#### Information supplied
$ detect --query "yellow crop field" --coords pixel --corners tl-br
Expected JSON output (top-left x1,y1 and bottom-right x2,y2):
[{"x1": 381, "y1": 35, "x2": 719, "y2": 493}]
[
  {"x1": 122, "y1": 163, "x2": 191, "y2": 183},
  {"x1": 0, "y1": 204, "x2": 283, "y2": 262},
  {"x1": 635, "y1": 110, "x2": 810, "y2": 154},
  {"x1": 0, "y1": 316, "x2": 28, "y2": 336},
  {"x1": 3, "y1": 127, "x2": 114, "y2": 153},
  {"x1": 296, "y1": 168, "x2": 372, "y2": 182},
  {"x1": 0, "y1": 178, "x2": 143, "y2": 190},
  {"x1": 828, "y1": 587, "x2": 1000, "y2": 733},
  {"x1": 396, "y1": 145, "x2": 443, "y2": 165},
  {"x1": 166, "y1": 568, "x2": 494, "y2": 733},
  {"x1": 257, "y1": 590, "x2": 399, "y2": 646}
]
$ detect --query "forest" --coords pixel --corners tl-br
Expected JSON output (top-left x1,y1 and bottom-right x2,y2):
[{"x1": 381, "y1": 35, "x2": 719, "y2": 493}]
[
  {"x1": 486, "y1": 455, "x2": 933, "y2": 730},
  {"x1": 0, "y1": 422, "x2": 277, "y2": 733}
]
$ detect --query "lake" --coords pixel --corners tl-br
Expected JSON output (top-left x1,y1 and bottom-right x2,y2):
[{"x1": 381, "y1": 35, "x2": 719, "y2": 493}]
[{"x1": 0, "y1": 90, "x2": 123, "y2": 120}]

#### Requirement
Write out all the lines above again, substituting "Sample JSON output" for every "Expected JSON output" and keeping everything else the same.

#### Exercise response
$ detect --query "yellow crop field" --coords pixel --corners tl-br
Sample JSON output (top-left x1,y1 and bottom-right x2,y2):
[{"x1": 381, "y1": 35, "x2": 719, "y2": 493}]
[
  {"x1": 122, "y1": 163, "x2": 191, "y2": 183},
  {"x1": 0, "y1": 204, "x2": 283, "y2": 262},
  {"x1": 635, "y1": 110, "x2": 810, "y2": 154},
  {"x1": 0, "y1": 316, "x2": 28, "y2": 336},
  {"x1": 3, "y1": 127, "x2": 114, "y2": 153},
  {"x1": 296, "y1": 168, "x2": 372, "y2": 182},
  {"x1": 0, "y1": 178, "x2": 143, "y2": 190},
  {"x1": 828, "y1": 587, "x2": 1000, "y2": 733},
  {"x1": 396, "y1": 145, "x2": 443, "y2": 165},
  {"x1": 166, "y1": 568, "x2": 494, "y2": 733},
  {"x1": 257, "y1": 590, "x2": 399, "y2": 646}
]
$ detect --query "forest" --coords pixel --corners tl-br
Sample JSON output (top-left x1,y1 and bottom-right x2,y2):
[{"x1": 381, "y1": 35, "x2": 719, "y2": 493}]
[
  {"x1": 486, "y1": 455, "x2": 933, "y2": 730},
  {"x1": 0, "y1": 422, "x2": 277, "y2": 733}
]
$ detect --query "lake" --coords pixel --corners tl-br
Sample JSON output (top-left x1,y1 and bottom-right x2,y2):
[{"x1": 381, "y1": 35, "x2": 719, "y2": 493}]
[{"x1": 0, "y1": 90, "x2": 123, "y2": 120}]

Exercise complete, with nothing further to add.